■ **Goal**
Find every line in the records below that contains the word "brown", and copy each of those lines.

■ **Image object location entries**

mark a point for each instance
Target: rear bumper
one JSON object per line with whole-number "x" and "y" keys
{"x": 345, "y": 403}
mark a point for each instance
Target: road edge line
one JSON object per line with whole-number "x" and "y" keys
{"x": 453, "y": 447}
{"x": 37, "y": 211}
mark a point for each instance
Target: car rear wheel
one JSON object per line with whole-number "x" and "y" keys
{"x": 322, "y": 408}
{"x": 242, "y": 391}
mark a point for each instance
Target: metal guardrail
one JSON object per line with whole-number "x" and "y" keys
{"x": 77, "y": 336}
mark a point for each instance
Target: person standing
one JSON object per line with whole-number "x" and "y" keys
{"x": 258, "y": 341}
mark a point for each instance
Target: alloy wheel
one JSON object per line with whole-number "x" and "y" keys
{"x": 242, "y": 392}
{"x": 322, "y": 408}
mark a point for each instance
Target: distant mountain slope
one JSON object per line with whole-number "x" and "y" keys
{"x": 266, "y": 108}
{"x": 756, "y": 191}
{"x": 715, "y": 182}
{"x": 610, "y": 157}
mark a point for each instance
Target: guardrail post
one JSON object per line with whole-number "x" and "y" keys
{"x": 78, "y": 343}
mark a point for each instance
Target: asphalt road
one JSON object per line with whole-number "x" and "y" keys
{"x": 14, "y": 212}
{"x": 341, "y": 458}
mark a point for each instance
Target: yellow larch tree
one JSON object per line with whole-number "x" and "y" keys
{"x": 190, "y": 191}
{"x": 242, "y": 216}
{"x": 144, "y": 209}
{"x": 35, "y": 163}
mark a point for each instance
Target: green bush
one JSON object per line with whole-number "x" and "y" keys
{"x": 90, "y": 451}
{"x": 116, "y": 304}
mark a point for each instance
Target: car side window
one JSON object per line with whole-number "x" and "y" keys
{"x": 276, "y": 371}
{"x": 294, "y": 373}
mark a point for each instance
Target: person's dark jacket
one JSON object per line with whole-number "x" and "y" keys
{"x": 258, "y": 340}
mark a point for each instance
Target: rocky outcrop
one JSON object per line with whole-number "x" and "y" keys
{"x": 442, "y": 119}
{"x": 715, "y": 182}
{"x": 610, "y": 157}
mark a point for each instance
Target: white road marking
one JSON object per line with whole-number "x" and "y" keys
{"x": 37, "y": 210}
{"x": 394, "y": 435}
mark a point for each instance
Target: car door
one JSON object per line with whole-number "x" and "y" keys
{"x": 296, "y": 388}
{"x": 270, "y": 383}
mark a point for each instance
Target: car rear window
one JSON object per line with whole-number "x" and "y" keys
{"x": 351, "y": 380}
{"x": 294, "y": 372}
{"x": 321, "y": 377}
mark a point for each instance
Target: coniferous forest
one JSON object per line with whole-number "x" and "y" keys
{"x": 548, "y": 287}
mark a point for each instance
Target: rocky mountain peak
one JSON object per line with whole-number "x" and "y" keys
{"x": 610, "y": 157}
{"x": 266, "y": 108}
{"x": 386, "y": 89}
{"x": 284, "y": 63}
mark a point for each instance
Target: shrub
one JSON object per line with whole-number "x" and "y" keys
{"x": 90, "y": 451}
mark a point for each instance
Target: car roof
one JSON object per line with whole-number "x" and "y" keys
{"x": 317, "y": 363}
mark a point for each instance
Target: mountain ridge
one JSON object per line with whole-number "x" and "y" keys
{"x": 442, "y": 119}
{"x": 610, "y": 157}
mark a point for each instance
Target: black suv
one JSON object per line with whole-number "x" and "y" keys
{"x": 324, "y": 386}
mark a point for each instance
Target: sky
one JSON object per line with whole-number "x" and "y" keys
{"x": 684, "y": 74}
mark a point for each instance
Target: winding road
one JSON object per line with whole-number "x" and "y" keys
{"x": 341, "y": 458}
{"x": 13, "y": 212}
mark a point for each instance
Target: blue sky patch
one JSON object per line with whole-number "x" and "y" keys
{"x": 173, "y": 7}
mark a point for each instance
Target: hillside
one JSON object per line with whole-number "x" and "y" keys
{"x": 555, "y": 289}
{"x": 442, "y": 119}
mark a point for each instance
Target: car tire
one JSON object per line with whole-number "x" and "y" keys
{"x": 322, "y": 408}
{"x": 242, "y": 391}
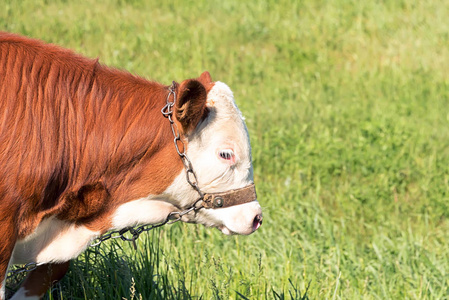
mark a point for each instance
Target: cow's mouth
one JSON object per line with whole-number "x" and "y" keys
{"x": 257, "y": 222}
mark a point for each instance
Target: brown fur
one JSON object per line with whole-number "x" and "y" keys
{"x": 77, "y": 139}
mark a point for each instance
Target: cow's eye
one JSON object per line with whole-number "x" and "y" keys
{"x": 226, "y": 154}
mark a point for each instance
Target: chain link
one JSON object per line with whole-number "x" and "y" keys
{"x": 173, "y": 217}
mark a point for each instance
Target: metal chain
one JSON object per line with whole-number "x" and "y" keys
{"x": 167, "y": 111}
{"x": 25, "y": 269}
{"x": 172, "y": 217}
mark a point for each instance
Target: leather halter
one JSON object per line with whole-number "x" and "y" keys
{"x": 206, "y": 200}
{"x": 230, "y": 198}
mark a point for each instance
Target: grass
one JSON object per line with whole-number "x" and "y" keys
{"x": 347, "y": 107}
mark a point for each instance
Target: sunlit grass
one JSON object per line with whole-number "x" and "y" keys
{"x": 347, "y": 108}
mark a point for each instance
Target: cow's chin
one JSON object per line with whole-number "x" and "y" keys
{"x": 241, "y": 219}
{"x": 225, "y": 230}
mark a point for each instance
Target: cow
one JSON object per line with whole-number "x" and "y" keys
{"x": 85, "y": 149}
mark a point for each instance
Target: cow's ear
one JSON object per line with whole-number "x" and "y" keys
{"x": 190, "y": 106}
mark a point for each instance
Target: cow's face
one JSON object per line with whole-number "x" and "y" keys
{"x": 220, "y": 152}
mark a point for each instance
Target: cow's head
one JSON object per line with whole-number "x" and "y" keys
{"x": 219, "y": 150}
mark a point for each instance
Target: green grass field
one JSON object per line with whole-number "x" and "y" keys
{"x": 347, "y": 104}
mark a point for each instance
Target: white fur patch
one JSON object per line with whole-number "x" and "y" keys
{"x": 53, "y": 241}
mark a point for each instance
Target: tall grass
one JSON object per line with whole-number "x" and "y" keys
{"x": 347, "y": 107}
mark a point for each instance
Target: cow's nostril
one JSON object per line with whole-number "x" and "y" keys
{"x": 257, "y": 222}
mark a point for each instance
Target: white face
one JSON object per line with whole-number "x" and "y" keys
{"x": 220, "y": 153}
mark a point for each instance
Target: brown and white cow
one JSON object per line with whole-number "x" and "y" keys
{"x": 85, "y": 149}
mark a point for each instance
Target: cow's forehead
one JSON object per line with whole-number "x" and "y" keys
{"x": 221, "y": 97}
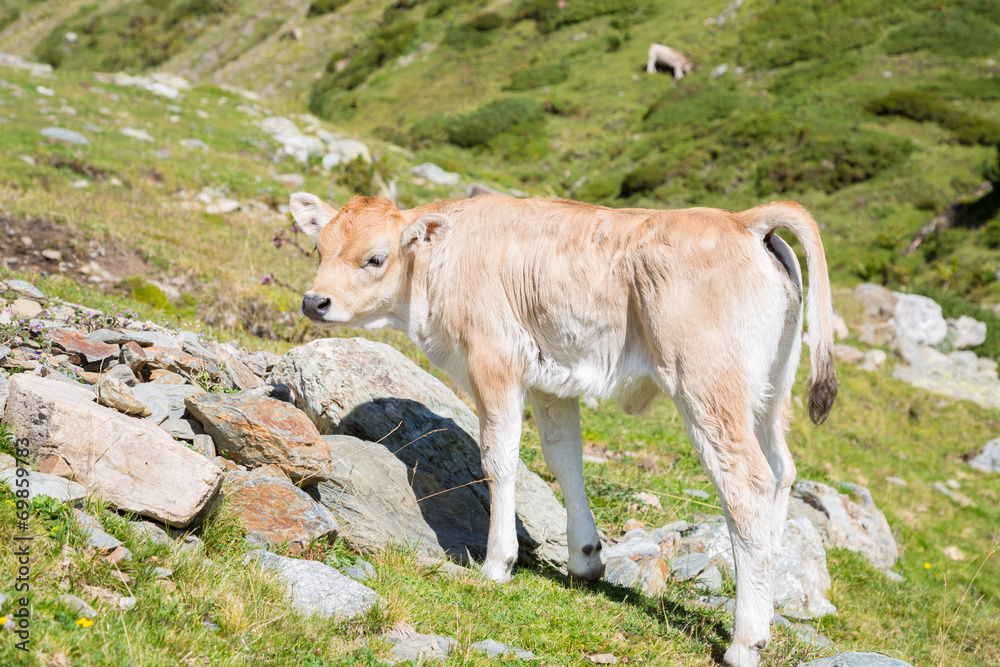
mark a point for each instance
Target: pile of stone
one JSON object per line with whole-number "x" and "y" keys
{"x": 315, "y": 141}
{"x": 932, "y": 347}
{"x": 819, "y": 517}
{"x": 339, "y": 436}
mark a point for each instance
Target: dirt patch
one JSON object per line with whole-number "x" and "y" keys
{"x": 39, "y": 245}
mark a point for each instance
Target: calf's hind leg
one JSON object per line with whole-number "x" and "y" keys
{"x": 723, "y": 436}
{"x": 559, "y": 427}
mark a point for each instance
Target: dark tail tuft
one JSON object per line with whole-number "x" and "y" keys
{"x": 821, "y": 396}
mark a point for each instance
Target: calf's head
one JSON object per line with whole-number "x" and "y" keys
{"x": 366, "y": 252}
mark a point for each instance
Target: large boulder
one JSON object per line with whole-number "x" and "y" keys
{"x": 257, "y": 431}
{"x": 919, "y": 319}
{"x": 273, "y": 511}
{"x": 801, "y": 579}
{"x": 842, "y": 522}
{"x": 131, "y": 463}
{"x": 989, "y": 459}
{"x": 316, "y": 588}
{"x": 372, "y": 392}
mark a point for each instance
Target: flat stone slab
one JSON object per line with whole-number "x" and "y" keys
{"x": 492, "y": 648}
{"x": 688, "y": 566}
{"x": 854, "y": 659}
{"x": 81, "y": 349}
{"x": 420, "y": 648}
{"x": 133, "y": 464}
{"x": 316, "y": 588}
{"x": 274, "y": 511}
{"x": 41, "y": 484}
{"x": 257, "y": 431}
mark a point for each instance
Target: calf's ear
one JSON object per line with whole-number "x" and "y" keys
{"x": 425, "y": 231}
{"x": 311, "y": 214}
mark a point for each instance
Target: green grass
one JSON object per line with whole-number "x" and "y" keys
{"x": 586, "y": 122}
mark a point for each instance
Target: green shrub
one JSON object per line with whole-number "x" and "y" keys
{"x": 536, "y": 76}
{"x": 643, "y": 179}
{"x": 692, "y": 103}
{"x": 491, "y": 119}
{"x": 134, "y": 36}
{"x": 429, "y": 131}
{"x": 320, "y": 7}
{"x": 923, "y": 106}
{"x": 474, "y": 34}
{"x": 830, "y": 164}
{"x": 941, "y": 243}
{"x": 328, "y": 96}
{"x": 549, "y": 17}
{"x": 953, "y": 31}
{"x": 991, "y": 234}
{"x": 783, "y": 33}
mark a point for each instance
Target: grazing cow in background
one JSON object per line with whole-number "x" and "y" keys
{"x": 553, "y": 300}
{"x": 675, "y": 60}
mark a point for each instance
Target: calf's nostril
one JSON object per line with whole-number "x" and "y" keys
{"x": 315, "y": 306}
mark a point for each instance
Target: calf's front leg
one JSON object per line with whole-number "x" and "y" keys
{"x": 559, "y": 428}
{"x": 499, "y": 402}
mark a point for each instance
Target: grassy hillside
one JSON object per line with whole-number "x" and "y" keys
{"x": 875, "y": 115}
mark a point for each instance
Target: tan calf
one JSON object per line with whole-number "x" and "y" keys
{"x": 551, "y": 300}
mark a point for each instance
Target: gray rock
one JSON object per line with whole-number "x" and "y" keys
{"x": 143, "y": 338}
{"x": 41, "y": 484}
{"x": 361, "y": 571}
{"x": 919, "y": 319}
{"x": 25, "y": 288}
{"x": 204, "y": 444}
{"x": 621, "y": 571}
{"x": 280, "y": 392}
{"x": 420, "y": 648}
{"x": 78, "y": 606}
{"x": 801, "y": 578}
{"x": 844, "y": 523}
{"x": 688, "y": 566}
{"x": 124, "y": 374}
{"x": 316, "y": 588}
{"x": 854, "y": 659}
{"x": 494, "y": 649}
{"x": 182, "y": 429}
{"x": 989, "y": 459}
{"x": 62, "y": 134}
{"x": 155, "y": 399}
{"x": 132, "y": 463}
{"x": 344, "y": 151}
{"x": 428, "y": 445}
{"x": 94, "y": 532}
{"x": 176, "y": 395}
{"x": 966, "y": 332}
{"x": 114, "y": 393}
{"x": 808, "y": 635}
{"x": 710, "y": 579}
{"x": 436, "y": 174}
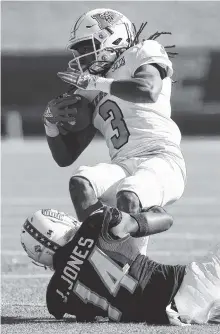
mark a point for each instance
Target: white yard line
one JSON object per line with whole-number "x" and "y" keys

■ **Solution to this exercise**
Target: brown fur
Target: brown and white cow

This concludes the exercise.